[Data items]
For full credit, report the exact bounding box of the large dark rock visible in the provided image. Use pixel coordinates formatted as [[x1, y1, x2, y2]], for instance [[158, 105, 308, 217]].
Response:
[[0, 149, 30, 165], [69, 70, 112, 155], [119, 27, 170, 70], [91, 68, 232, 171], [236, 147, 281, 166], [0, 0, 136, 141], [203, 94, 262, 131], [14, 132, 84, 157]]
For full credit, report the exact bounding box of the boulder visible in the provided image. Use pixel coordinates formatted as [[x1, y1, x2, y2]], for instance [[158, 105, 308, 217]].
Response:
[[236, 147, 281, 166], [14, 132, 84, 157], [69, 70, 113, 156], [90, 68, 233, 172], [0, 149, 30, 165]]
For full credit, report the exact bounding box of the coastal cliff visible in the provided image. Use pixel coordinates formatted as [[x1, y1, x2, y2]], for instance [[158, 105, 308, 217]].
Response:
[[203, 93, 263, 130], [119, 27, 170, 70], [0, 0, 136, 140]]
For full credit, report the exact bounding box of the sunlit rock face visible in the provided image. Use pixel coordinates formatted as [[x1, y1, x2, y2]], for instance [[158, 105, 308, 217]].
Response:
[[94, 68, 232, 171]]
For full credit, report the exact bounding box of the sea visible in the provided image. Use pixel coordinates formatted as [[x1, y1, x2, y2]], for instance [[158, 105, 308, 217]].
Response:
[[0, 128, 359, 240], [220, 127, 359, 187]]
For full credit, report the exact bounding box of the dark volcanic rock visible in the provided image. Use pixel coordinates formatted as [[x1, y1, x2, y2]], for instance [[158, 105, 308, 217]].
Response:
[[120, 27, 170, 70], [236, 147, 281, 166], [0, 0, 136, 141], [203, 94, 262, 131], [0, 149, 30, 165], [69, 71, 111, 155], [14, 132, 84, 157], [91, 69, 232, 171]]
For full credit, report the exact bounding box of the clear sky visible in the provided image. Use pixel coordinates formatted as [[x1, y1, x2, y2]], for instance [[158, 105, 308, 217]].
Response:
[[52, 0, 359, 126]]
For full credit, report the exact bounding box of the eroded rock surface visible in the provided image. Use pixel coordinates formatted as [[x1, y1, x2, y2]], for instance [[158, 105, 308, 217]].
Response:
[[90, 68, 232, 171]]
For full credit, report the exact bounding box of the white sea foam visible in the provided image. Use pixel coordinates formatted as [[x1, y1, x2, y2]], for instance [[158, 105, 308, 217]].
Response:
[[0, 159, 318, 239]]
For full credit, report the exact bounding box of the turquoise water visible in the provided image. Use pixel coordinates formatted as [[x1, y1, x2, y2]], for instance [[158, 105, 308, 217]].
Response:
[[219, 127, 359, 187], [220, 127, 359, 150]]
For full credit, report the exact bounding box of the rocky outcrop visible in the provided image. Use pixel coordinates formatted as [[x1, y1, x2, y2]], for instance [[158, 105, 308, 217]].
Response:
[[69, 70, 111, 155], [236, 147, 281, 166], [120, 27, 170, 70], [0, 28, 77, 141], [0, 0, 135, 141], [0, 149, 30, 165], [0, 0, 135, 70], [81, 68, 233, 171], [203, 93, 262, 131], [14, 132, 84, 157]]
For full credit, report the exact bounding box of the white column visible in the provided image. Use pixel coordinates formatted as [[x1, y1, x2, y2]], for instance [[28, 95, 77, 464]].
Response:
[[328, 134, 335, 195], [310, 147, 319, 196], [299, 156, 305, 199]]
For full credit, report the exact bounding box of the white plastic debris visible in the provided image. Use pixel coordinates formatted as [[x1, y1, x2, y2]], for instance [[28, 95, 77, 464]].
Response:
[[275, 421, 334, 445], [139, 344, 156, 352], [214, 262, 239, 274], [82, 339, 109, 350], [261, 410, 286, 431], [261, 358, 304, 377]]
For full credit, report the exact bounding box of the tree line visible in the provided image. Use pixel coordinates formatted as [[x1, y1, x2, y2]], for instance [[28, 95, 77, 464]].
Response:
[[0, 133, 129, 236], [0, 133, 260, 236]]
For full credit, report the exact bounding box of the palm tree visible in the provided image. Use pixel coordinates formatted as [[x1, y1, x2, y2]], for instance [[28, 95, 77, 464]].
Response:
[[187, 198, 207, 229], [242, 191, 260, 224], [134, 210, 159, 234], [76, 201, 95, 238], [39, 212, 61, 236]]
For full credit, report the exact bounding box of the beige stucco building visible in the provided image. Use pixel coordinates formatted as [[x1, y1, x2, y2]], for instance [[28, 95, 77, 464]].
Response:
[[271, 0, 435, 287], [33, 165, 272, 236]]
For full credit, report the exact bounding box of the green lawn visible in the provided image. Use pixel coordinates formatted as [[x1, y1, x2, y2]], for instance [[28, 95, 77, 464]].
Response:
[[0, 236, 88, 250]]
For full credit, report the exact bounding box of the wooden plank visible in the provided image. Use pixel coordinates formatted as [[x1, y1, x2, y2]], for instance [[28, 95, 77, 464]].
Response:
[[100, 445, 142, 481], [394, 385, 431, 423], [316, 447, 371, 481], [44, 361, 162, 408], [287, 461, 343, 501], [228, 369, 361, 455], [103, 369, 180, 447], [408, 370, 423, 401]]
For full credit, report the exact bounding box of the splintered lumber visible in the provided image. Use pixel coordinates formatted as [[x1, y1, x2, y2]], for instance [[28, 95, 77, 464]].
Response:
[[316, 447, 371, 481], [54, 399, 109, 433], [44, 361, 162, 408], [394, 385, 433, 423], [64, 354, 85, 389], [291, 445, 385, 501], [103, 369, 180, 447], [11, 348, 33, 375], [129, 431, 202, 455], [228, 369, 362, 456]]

What you are asked to do
Please extract everything from the first line of the records down to and including the line that contains "[[0, 128, 359, 240], [220, 127, 359, 187]]", and copy each line exactly.

Written solution
For full credit, report the exact bounding box of the large dark rock visible in the provided image. Use pixel coordinates formatted as [[x1, y1, x2, y2]], for instance [[158, 105, 308, 217]].
Response:
[[0, 149, 30, 165], [69, 70, 112, 155], [119, 27, 170, 70], [91, 68, 232, 171], [236, 147, 281, 166], [0, 0, 136, 141], [203, 94, 262, 131], [14, 132, 84, 157]]
For full credit, report the exact bounding box of the boulder visible in the provided image. Use pixel coordinates formatted as [[x1, y1, x2, y2]], for instance [[158, 105, 308, 217]].
Response:
[[236, 147, 281, 166], [14, 132, 84, 157], [69, 70, 113, 156], [90, 68, 233, 172], [0, 149, 30, 165]]
For full credit, report the exact bounding box of the coastal cliff visible in the provided image. Use pixel coordinates formatted as [[x1, y1, x2, y2]], for instance [[158, 105, 308, 217]].
Response:
[[203, 93, 263, 130], [119, 27, 170, 70], [0, 0, 136, 140]]
For full credit, report the exact bounding box of the sunlit rock face visible in the provided image. Use pixel coordinates formatted as [[x1, y1, x2, y2]], for instance [[158, 105, 308, 217]].
Response:
[[94, 68, 232, 171]]
For full credit, report the exact bounding box of the sea visible in the provided image. Use pixel coordinates formatted as [[x1, y1, x2, y2]], for instance [[158, 105, 308, 217]].
Response:
[[0, 128, 359, 240], [220, 127, 359, 187]]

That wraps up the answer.